■ **TASK ITEM**: Transcribe the entire listing exactly as it appears.

■ **THE INPUT**:
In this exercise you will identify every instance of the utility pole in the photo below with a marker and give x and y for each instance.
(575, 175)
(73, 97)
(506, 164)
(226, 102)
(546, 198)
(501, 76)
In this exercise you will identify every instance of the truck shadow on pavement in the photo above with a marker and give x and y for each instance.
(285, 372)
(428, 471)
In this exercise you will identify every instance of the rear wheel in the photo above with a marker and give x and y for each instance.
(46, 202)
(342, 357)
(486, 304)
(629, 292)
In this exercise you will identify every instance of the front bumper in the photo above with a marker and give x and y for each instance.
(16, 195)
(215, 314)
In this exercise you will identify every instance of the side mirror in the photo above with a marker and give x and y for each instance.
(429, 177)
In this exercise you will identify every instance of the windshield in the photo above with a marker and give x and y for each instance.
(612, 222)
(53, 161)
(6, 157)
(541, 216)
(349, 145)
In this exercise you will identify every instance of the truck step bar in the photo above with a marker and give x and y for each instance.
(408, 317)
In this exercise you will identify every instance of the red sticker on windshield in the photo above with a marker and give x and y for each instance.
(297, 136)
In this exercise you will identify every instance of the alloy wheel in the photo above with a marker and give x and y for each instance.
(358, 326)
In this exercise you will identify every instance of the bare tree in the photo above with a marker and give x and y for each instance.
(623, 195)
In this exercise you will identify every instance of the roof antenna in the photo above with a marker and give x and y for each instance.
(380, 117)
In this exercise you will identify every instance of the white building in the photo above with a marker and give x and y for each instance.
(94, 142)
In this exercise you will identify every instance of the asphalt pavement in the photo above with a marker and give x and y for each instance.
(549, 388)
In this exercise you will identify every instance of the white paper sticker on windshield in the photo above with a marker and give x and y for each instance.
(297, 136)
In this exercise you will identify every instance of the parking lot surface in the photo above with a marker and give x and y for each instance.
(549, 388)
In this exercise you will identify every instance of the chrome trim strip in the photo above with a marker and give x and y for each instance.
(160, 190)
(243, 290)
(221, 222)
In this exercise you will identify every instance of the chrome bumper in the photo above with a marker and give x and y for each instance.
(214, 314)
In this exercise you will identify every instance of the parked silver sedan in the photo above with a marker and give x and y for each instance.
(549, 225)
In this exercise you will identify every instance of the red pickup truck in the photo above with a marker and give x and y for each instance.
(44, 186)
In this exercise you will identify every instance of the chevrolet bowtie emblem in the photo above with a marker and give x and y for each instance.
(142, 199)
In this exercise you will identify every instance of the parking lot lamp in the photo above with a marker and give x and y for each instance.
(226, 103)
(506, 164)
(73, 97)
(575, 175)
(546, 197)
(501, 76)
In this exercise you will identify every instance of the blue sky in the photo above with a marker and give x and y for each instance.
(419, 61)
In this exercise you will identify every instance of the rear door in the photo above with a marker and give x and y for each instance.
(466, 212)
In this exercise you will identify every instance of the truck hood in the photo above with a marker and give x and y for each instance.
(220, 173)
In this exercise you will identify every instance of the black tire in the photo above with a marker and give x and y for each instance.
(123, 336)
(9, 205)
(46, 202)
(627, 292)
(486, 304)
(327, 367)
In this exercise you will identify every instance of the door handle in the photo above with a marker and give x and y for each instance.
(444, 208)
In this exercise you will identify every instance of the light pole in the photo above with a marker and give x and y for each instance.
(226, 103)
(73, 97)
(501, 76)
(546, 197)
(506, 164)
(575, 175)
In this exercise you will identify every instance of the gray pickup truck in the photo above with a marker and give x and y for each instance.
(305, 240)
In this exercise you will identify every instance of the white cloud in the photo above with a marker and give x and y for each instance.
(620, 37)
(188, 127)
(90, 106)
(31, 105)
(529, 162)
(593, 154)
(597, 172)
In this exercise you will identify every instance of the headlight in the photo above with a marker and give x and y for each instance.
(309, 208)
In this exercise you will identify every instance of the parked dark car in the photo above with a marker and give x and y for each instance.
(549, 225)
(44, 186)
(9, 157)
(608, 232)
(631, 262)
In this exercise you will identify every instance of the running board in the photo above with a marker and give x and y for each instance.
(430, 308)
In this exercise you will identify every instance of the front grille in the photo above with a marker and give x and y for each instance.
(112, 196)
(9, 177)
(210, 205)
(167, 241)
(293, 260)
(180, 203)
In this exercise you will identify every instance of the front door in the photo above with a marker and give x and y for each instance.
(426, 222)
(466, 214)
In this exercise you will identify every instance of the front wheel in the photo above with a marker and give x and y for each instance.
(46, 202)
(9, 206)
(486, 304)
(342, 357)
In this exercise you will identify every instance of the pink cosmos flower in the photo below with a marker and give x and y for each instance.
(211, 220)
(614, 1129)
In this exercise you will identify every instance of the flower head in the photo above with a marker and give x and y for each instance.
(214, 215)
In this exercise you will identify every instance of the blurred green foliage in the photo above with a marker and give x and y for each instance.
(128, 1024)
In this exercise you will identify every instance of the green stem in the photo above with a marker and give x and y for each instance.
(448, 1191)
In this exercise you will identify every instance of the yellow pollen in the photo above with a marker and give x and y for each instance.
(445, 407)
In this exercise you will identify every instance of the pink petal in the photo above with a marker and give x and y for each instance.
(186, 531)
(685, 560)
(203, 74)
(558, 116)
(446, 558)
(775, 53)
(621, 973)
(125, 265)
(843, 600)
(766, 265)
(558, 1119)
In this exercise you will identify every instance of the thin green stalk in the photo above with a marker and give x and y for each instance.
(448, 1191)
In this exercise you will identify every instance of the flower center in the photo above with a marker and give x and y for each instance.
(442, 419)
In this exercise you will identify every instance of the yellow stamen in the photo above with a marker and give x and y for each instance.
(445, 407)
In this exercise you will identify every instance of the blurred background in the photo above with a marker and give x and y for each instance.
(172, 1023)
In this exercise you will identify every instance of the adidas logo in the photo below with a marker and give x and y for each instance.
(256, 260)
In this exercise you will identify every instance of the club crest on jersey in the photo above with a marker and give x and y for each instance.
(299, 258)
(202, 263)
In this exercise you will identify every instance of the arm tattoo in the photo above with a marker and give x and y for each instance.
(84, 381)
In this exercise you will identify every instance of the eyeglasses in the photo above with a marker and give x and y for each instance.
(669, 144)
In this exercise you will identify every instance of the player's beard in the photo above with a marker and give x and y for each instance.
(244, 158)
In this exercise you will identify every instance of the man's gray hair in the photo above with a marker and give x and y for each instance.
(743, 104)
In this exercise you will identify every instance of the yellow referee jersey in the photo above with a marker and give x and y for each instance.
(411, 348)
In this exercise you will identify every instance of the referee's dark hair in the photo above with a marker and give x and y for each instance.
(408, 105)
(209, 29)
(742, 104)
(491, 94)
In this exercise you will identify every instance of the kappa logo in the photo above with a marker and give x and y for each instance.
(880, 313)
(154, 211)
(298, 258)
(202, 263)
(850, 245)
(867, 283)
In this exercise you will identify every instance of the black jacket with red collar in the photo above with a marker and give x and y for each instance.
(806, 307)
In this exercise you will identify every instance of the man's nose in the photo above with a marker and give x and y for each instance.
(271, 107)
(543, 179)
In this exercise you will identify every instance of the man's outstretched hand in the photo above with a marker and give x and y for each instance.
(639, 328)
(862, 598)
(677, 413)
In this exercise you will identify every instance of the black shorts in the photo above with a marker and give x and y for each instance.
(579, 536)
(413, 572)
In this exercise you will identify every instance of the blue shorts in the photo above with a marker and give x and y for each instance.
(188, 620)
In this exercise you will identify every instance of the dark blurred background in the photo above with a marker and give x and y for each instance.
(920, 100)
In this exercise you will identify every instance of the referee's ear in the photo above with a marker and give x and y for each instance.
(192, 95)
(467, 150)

■ **TASK ANSWER**:
In this exercise you will identify every instance of the utility pole in the photo below with a marker and give x and y for each instance.
(575, 175)
(73, 97)
(506, 164)
(226, 102)
(546, 198)
(501, 76)
In this exercise you will identify every instance of the truck shadow on pavement in the photo above with a marker and give x and y for each instance.
(285, 372)
(428, 471)
In this exercise you will identify every instance of the rear wheel in the photo above with a marker and give x and y for each instance.
(46, 202)
(342, 357)
(486, 304)
(629, 292)
In this exercise you will identify every instance of the front bumper in the photo above with a marker and give x and y for each instance.
(16, 195)
(215, 314)
In this exercise you will identify every instance of the side mirror in the photo above with a marker and give x and y for each instance.
(429, 177)
In this exercise you will identify every instance of the windshield in the photo above with a marker and give x and y for each instance.
(612, 222)
(53, 161)
(6, 157)
(541, 216)
(349, 145)
In this exercise you will identify every instance of the truck step bar in the photo above with a marker and give x and y for each instance.
(408, 317)
In this exercise you will identify every instance of the red sticker on windshield in the photo above with a marker and give x and y for each instance.
(297, 136)
In this exercise you will identify every instance of the alloy wheel in the photo above with a marker and give x and y for each instance.
(358, 326)
In this exercise you will identify every instance of the bare tree in the photo above with a marker and give x and y for each instance.
(623, 195)
In this exercise you will identify every instance of the roof antenna in the photo above with a marker and give x and y for each instance.
(380, 117)
In this exercise you will identify every instance of the white building in the photo above with a marker and give x and y for each instance.
(94, 142)
In this exercise you will identify every instance of the asphalt pavement in the photo above with a marker and give x and y for each instance.
(549, 388)
In this exercise you will identify every instance of the white paper sticker on windshield in the photo above with a marker and give x and y for each instance.
(297, 136)
In this exercise you will identify every instance of the parking lot surface in the photo above with a marker and give x and y for each instance.
(549, 388)
In this exercise you will identify every instance of the chrome trim strip in the photo above with a marker and give x and y for each instance.
(160, 190)
(243, 290)
(221, 222)
In this exercise you will identify every instance of the chrome bumper in the photo above with a marker and give x and y for each instance.
(214, 314)
In this exercise you will identify every instance of the parked silver sedan in the photo above with a marker and give x and y for each instance.
(549, 225)
In this exercise you will identify every instance of the red pickup truck in the photo above with a marker and give x and y for each instance.
(44, 186)
In this exercise you will identify every instance of the chevrolet bowtie emblem in the photo above with a marker and give x and y for each instance.
(142, 199)
In this exercise you will identify every instance of the parking lot lamp in the photo above with a marker and give x and y for each instance.
(226, 103)
(506, 164)
(73, 97)
(575, 175)
(546, 197)
(501, 76)
In this exercise you will identify every instance of the blue sky in the photo above with a marker and give x and y for each instance.
(419, 61)
In this exercise you will identify every instance of the rear door in the photo above with a marker and give x and y for each instance.
(466, 212)
In this exercise you will identify every instance of the truck hood in the photo above with a marker and give x and y for each instance.
(220, 173)
In this exercise you will identify every instance of the black tire in the photo above with a marker and give x and y for each instance.
(123, 336)
(9, 205)
(46, 202)
(627, 292)
(486, 304)
(327, 367)
In this exercise you will identify every instance of the door handle in the photo above with a marker and give x and y for each instance.
(444, 208)
In this exercise you will identify every instance of the light pole in the photo above with a marker and give x and y for each instance.
(226, 103)
(73, 97)
(501, 76)
(546, 197)
(506, 164)
(575, 175)
In this exercise you will identify every instance of the gray pickup truck in the photo above with a marker and give x and y for each instance.
(305, 240)
In this exercise you will identify every instance of the white cloud in the photo above with a marker and give x and y for each instance.
(620, 37)
(188, 127)
(90, 106)
(31, 105)
(529, 162)
(593, 154)
(597, 172)
In this exercise you will identify every instance of the headlight in the photo above with a marker and give x and y for each instance.
(309, 208)
In this exercise you will identify every instance of the parked dark car in the photo above with a marker and give x and y for each instance.
(549, 225)
(44, 186)
(9, 157)
(608, 232)
(631, 262)
In this exercise you will identify every instance of the running board in the photo above with a marker and give x and y for each instance.
(430, 308)
In this exercise you will identify every instance of the front grille in the photo above with a marker and give x and y for each instance.
(112, 196)
(9, 177)
(210, 205)
(167, 241)
(293, 260)
(180, 203)
In this exercise you will identify every instance of the front door in the photo above with a marker and give x and y for each instance.
(426, 222)
(466, 214)
In this exercise you will identify every instance of the front wheel in the photo above with a marker and give x and y for each instance.
(46, 202)
(9, 206)
(486, 304)
(342, 357)
In this exercise you will identify every instance of the pink cosmos flower in the photo below with a marker and give x and y for each instance.
(211, 220)
(614, 1129)
In this exercise you will identify every instance of the flower head in the photo above with a marker and give x and y for each instance.
(214, 215)
In this exercise you will identify every instance of the blurred green foliage in the photo above with a marker and give x and y for each instance.
(128, 1024)
In this exercise you will identify every instance of the green stem in the photo above with a marker and give x and y for each instance.
(448, 1191)
In this exercise you will identify every instance of the yellow pollen in the photo above with a marker and give x and y for each instance.
(445, 407)
In this exercise you will identify every instance of the pink petal in the photo above with a marker and give x and y for each instance.
(186, 531)
(685, 560)
(203, 74)
(558, 116)
(446, 558)
(775, 53)
(621, 973)
(125, 265)
(843, 600)
(766, 265)
(558, 1119)
In this exercise you will identify every instance of the thin green stalk in the photo above with a marker and give x and y for each instance.
(448, 1191)
In this exercise you will identify every instance of the flower center in the photo above with a marker and give x and y for each instance.
(442, 419)
In this exercise you will identify every instance of the yellow stamen in the photo above with a marker and give x and y for each instance.
(445, 407)
In this exercise you will identify every instance of the blurred background in the photo above with a marker and give x and y for each instance.
(172, 1023)
In this exercise you will identify every instance of the adidas logo in the photo below with a marker and give x and y for each instance.
(256, 260)
In this exercise you will identify every instance of the club crest on jersey in the photo above with a marker and give x and y for each instance.
(299, 258)
(202, 263)
In this exercise you will identify every instance of the arm tattoo in the photo above with a marker and give x and y for each instance.
(84, 381)
In this exercise you will identify every instance of the eyeglasses in the photo above with a marker and give x and y for each instance.
(669, 144)
In this exercise you will identify every instance of the player's beard in the photo above with a marker and give x and y for each instance.
(244, 158)
In this exercise you will identify every instance of the man's gray hair in the photo above with a marker and give x and y for each instance.
(743, 104)
In this exercise you will identify every instance of the yellow referee jersey in the photo above with a marker and give x and y for each instance.
(411, 348)
In this exercise you will identify every instance of the referee's dark hair in the photo above with a marker and give x and y for each instance.
(408, 105)
(209, 29)
(742, 104)
(491, 94)
In this exercise you will identify every instance of the kappa logo in the photo above with a marker and give x and y for each instance.
(880, 313)
(154, 211)
(298, 258)
(202, 263)
(850, 245)
(867, 283)
In this exercise you will identify every instance of the black jacket with red collar in the photo above with a marker and give x and y for each instance.
(806, 307)
In this exercise you will identify every instance of the man's nose in the photo above with a marker and give x and y for each instance.
(271, 107)
(543, 179)
In this exercise you will identify every instance of the man's outstretched hand in the photo above with a marker and give x and y for each instance.
(639, 328)
(862, 598)
(677, 413)
In this exercise you will identify every instance of the black shorts in the photo above with a marker and give x and y for each instance.
(579, 536)
(413, 572)
In this exercise you will identify every instance of the blue shorts in the photo above with a marker and give x and y for each instance.
(188, 620)
In this exercise you will identify every instance of the dark blurred background in the photo above with a marker and give x and y for each instance.
(920, 100)
In this exercise you will identify every instance of the referee's ear in the photo above with a marker and give x and y for each instance.
(192, 95)
(467, 150)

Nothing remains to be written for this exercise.